→ WRITTEN INSTRUCTION 1
Reproduce the full run of records below, line for line, without changing anything.

→ READING PASSAGE
-- START --

= Silence suppression =

The term silence suppression is used in telephony to describe the process of not transmitting information over the network when one of the parties involved in a telephone call is not speaking, thereby reducing bandwidth usage.

Voice is carried over a digital telephone network by converting the analog signal to a digital signal which is then packetized and sent electronically over the network. The analogue signal is re-created at the receiving end of the network. When one of the parties does not speak, background noise is picked up and sent over the network. This is inefficient as this signal carries no useful information and thus, bandwidth is wasted.

Given that typically only one party in a conversation speaks at any one time, silence suppression can achieve overall bandwidth savings in the order of 50% over the duration of a telephone call. (While both parties may sometimes speak at the same time, there are times when both parties are silent.)

Silence suppression is achieved by recognizing the lack of speech through a speech processing mechanism called voice activity detection (VAD) which dynamically monitors background noise and sets a corresponding speech detection threshold. This technique is also known as speech activity detection (SAD).

A similar principle is used for Discontinuous Reception and discontinuous transmission in GSM mobile telephone systems.

For further bandwidth gains, silence suppression is normally done after echo cancellation.

==Drawbacks==

Background noise detection may be difficult in some circumstances (relatively low speech level, or relatively high background noise level, for example).

-- END --

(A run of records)
-- START --

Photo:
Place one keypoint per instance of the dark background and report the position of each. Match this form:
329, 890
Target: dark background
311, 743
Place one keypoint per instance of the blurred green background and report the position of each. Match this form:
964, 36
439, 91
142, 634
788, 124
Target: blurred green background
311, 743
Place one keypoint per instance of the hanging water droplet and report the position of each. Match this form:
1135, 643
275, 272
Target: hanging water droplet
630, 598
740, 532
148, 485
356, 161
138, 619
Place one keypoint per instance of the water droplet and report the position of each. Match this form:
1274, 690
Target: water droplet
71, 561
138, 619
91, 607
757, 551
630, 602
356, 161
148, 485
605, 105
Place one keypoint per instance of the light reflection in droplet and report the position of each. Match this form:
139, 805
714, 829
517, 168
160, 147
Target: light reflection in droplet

-- END --

→ WRITTEN INSTRUCTION 2
Repeat word for word the part of the passage on silence suppression that runs from "Given that typically" down to "after echo cancellation.".

→ FULL OUTPUT 1
Photo:
Place one keypoint per instance of the dark background and report the position of each. Match this form:
329, 890
Target: dark background
311, 743
Place one keypoint per instance of the blurred green background and report the position of each. Match this form:
964, 36
439, 91
142, 634
788, 124
Target: blurred green background
311, 743
Place one keypoint per instance of the hanging water droplet and report the position of each. Match this form:
1135, 643
275, 272
Target: hanging water droplet
630, 598
740, 532
148, 485
356, 161
138, 619
Place one keypoint per instance of the water droplet and report the position of each. Match this form:
1274, 690
Target: water droplet
71, 561
138, 619
91, 607
757, 551
630, 602
356, 161
148, 485
605, 105
Place one keypoint per instance of the light reflection in droplet and report the position of each. Match this form:
139, 805
714, 829
517, 168
160, 147
Target: light reflection in droplet

→ FULL OUTPUT 2
Given that typically only one party in a conversation speaks at any one time, silence suppression can achieve overall bandwidth savings in the order of 50% over the duration of a telephone call. (While both parties may sometimes speak at the same time, there are times when both parties are silent.)

Silence suppression is achieved by recognizing the lack of speech through a speech processing mechanism called voice activity detection (VAD) which dynamically monitors background noise and sets a corresponding speech detection threshold. This technique is also known as speech activity detection (SAD).

A similar principle is used for Discontinuous Reception and discontinuous transmission in GSM mobile telephone systems.

For further bandwidth gains, silence suppression is normally done after echo cancellation.